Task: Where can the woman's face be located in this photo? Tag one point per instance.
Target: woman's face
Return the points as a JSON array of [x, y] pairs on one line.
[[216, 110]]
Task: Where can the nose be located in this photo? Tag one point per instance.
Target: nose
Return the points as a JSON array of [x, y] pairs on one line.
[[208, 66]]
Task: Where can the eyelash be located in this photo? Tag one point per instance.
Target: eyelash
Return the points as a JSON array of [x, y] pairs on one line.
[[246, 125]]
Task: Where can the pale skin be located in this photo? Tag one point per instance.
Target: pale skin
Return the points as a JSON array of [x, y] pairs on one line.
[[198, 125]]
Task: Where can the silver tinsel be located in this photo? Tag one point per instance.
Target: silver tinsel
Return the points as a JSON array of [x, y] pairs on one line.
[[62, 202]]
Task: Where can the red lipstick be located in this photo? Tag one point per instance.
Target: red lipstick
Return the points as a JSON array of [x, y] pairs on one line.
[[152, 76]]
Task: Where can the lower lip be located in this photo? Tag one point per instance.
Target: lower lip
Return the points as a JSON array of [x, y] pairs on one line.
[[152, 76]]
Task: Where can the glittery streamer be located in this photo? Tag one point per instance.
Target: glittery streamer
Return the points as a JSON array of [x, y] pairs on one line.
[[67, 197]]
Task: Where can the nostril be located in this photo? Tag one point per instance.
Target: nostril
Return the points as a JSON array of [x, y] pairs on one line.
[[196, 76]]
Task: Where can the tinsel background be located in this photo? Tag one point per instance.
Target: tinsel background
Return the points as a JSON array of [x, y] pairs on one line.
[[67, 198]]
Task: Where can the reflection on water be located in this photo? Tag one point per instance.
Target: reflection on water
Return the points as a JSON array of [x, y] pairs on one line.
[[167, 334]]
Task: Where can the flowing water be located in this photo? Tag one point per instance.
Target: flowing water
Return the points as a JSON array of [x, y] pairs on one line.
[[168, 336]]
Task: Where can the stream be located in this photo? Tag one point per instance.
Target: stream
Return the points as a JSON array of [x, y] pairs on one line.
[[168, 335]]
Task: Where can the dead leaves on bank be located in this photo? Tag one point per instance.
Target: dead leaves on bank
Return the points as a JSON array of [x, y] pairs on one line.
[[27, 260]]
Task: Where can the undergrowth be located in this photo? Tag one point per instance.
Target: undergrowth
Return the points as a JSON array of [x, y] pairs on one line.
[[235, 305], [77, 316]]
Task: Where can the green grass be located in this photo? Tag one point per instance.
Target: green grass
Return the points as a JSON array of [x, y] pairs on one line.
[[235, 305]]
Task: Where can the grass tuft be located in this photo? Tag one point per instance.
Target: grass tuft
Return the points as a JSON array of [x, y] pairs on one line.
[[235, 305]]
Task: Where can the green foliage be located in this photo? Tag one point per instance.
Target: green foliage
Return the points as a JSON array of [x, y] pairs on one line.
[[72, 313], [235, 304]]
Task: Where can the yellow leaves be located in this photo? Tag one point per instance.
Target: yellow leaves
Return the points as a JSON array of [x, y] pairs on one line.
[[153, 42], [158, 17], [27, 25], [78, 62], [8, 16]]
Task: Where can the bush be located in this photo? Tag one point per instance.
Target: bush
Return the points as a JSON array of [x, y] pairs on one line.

======

▶ _Task details_
Within the records, tally every line that contains the word "eyelash". Only the resulting number should be given.

▶ _Exercise result_
2